Bad Breath? You May Be Having Tonsil Stones
Scour the internet for information on causes of bad breath (halitosis) and you will get a number of reasons like gum diseases, irregular brushing and flossing of teeth, intestinal disorders, smoking, dry mouth, etc. What is often missed out is the fact that tonsilloliths or tonsil stones are also a potent cause of repulsive mouth odor.
Tonsil stones are formed when the crevices and folds in and around the tonsils harbor bacteria (most of which may be anaerobic), food debris, sheared mouth lining and other unwanted objects. These coalesce to from white or cream colored calciferous mass that gradually grow in size, sometimes as large as a small pea. Anaerobic bacteria in the lumps produce gases like hydrogen sulfide and mercaptan which causes unpleasant mouth odor that does not allow you to socially mix in your group.

● **Data**
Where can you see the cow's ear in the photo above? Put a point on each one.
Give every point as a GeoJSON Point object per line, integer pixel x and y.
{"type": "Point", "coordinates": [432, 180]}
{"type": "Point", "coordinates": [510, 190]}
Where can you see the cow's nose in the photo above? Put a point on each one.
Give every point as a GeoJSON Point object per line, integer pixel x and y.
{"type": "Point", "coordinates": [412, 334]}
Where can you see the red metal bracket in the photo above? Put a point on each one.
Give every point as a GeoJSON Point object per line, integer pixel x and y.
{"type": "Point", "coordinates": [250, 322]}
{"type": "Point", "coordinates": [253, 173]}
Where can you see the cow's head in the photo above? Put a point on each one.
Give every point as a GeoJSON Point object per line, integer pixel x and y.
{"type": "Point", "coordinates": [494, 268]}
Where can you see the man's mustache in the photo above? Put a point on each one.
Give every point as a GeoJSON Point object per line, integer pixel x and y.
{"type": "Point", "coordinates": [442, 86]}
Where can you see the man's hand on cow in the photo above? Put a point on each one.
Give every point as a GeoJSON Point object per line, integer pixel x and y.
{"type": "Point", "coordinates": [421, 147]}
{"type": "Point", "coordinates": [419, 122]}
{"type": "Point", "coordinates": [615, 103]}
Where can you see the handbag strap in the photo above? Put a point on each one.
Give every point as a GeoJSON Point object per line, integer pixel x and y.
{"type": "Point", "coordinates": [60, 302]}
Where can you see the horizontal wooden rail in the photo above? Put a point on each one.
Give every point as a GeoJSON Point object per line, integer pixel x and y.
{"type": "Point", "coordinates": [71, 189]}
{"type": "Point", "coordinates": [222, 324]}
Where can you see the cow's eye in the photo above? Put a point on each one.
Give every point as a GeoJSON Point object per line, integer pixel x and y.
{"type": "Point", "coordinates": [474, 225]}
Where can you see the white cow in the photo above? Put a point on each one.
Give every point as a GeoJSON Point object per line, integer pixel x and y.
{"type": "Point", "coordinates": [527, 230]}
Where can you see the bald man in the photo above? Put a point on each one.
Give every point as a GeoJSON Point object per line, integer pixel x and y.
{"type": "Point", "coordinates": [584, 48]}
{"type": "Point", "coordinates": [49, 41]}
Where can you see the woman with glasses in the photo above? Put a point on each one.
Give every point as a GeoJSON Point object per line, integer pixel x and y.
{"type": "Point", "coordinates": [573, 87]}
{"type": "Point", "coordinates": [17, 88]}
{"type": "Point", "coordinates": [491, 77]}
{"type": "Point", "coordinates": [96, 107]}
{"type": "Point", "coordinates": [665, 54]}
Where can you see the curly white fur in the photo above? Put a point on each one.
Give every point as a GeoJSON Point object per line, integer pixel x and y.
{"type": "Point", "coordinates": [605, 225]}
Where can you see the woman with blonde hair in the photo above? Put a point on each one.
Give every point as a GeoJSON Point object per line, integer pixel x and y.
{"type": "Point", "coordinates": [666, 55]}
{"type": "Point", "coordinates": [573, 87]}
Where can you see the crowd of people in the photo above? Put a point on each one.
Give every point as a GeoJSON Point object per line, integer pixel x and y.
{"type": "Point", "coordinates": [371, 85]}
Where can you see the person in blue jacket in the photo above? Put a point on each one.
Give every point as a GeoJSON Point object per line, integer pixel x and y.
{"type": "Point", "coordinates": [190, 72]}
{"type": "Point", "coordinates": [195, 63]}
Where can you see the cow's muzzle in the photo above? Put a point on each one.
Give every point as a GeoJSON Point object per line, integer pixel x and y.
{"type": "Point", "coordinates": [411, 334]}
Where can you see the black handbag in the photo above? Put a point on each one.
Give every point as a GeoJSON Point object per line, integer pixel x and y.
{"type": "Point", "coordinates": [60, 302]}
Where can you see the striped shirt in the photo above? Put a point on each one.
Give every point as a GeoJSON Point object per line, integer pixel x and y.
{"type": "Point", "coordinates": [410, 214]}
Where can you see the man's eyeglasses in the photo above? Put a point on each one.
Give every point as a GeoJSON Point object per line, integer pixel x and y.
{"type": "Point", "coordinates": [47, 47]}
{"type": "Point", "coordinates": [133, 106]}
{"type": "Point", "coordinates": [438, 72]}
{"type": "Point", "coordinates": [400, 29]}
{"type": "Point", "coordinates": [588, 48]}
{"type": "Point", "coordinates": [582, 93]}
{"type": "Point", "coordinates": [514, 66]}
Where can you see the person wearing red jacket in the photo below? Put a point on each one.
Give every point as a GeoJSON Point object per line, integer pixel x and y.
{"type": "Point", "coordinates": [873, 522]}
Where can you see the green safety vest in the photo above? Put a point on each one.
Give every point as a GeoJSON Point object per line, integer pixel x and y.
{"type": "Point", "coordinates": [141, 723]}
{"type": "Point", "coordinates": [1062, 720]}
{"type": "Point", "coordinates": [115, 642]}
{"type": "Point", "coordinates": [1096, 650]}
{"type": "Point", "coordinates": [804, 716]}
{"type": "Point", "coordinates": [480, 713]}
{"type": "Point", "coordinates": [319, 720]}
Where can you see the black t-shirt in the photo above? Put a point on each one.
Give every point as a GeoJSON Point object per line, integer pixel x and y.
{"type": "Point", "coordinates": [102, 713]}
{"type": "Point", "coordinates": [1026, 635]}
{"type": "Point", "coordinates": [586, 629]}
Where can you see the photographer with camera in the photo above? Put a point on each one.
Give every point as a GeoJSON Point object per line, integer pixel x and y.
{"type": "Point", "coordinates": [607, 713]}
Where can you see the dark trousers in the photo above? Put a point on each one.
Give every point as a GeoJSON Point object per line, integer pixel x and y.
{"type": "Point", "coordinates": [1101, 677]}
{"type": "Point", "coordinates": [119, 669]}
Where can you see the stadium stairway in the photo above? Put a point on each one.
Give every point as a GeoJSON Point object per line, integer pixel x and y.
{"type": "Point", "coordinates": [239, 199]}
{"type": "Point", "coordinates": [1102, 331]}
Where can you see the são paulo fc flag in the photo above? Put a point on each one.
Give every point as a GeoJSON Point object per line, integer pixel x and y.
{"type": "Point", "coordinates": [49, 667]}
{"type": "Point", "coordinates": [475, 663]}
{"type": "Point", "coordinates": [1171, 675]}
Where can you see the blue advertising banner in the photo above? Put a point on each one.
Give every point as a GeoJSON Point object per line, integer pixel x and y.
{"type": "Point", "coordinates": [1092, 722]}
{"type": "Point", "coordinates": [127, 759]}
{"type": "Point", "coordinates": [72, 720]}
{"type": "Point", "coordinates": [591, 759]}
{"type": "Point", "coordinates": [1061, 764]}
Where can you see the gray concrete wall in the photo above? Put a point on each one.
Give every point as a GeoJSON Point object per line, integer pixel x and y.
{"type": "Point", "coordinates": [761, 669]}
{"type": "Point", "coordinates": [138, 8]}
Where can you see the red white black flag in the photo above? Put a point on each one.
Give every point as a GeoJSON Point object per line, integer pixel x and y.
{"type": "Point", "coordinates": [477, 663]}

● **Requirement**
From the article on tonsil stones, list each cause of bad breath that it says an internet search will turn up.

● **Answer to the exercise**
- gum diseases
- irregular brushing and flossing of teeth
- intestinal disorders
- smoking
- dry mouth